(PROMPT)
Report every line of the listing below that contains the word "formula", copying each such line in full.
DATASET EXCERPTS start
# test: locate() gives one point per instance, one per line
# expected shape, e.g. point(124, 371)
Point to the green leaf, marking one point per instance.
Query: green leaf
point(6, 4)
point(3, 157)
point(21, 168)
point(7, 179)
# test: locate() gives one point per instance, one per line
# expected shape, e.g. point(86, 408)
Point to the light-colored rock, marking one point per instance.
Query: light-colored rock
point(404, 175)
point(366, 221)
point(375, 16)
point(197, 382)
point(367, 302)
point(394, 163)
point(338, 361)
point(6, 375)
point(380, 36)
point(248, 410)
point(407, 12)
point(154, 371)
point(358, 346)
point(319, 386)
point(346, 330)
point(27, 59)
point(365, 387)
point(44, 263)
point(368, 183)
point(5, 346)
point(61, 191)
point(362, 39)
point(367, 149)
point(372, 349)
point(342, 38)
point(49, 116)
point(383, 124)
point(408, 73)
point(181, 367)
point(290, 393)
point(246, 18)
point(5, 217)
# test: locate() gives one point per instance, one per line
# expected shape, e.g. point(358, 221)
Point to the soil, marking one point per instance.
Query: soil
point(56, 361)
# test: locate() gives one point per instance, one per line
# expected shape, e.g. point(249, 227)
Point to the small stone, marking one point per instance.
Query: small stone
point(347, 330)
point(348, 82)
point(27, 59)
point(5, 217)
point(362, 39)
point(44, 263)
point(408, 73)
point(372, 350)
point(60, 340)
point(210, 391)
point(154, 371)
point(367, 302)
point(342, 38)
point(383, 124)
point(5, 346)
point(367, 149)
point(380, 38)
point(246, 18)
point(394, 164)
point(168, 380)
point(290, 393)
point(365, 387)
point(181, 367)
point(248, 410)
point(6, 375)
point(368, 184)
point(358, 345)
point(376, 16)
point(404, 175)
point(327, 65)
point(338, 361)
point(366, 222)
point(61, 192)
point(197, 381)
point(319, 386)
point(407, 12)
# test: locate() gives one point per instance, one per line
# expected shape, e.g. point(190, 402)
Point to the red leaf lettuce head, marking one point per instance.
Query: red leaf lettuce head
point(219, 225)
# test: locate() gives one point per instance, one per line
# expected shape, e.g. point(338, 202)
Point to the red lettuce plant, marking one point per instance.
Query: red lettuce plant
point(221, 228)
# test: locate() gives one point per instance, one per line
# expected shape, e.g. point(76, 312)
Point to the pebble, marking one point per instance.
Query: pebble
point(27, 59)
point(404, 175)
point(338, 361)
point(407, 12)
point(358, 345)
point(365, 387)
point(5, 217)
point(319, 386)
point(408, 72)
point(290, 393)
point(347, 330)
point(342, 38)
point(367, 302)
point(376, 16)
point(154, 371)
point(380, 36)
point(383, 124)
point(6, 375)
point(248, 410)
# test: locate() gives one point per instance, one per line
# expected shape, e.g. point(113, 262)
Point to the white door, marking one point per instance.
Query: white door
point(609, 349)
DATASET EXCERPTS end
DATASET EXCERPTS start
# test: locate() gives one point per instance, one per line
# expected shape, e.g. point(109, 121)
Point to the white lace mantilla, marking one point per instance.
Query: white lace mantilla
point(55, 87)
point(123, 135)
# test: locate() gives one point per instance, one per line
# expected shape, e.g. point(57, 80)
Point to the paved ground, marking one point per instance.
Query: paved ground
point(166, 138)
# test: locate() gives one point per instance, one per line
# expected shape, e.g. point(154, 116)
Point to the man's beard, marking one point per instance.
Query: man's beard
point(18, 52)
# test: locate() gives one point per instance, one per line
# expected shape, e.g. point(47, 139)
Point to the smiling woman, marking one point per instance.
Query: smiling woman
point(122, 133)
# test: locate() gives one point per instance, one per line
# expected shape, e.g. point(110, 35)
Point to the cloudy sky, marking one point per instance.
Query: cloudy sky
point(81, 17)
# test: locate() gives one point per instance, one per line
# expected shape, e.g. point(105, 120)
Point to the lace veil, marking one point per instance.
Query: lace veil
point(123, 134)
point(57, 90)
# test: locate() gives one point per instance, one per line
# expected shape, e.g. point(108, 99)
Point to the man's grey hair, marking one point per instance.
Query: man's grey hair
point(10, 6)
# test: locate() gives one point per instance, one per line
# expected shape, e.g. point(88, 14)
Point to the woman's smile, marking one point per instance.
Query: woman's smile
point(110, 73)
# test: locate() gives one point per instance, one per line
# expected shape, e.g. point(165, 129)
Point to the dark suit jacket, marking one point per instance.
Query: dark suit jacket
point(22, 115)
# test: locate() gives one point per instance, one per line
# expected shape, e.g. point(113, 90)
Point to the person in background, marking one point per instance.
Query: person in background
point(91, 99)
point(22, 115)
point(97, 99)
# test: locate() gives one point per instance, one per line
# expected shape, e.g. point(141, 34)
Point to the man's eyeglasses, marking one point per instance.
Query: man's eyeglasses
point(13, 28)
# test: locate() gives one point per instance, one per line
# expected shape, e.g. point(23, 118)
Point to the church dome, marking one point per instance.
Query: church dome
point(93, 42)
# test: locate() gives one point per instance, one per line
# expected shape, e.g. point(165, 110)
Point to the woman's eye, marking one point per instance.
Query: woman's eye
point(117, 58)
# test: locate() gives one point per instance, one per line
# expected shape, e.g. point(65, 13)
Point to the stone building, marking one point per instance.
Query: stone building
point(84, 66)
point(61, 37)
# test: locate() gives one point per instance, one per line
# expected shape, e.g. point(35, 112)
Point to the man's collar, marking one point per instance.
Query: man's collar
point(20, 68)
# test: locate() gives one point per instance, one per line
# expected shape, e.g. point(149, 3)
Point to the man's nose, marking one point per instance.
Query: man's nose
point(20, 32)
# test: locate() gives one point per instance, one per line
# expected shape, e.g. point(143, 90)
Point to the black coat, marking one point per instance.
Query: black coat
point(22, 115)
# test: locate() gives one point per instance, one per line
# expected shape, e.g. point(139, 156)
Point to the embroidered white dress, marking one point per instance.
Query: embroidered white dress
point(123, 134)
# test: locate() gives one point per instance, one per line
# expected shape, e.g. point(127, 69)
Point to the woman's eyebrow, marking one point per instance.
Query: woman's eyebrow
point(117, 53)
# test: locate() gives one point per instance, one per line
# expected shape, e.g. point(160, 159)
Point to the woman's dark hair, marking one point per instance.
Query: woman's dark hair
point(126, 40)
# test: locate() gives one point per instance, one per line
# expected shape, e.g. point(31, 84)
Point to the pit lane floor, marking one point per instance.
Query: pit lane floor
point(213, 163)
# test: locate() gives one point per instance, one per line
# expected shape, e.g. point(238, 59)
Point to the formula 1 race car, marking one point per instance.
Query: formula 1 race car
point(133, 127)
DATASET EXCERPTS end
(TASK SOLUTION)
Point to the formula 1 race car, marking one point per instance.
Query: formula 1 race car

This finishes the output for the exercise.